Extracted data entries:

═══

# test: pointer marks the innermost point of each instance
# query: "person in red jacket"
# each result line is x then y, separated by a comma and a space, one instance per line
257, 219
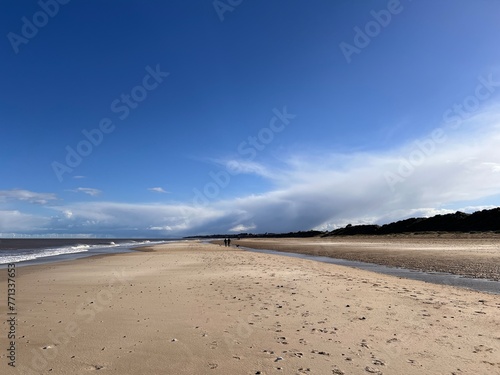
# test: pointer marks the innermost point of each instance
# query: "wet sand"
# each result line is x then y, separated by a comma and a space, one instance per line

═══

Rewrite all of the records above with "innermost point" replaced by "central point" and nothing else changed. Leave the pictures out of your answer.

SOLUTION TO THE EXERCISE:
# test: pointer marks the central point of each instance
# query: "person in red jacket"
# each result line is x then y, separated by a comma and a space, one instance per line
257, 219
# test: pointer marks the central point of each instance
# query: "wet sand"
# each result line is x then y, separated by a comma and a space, one instance per line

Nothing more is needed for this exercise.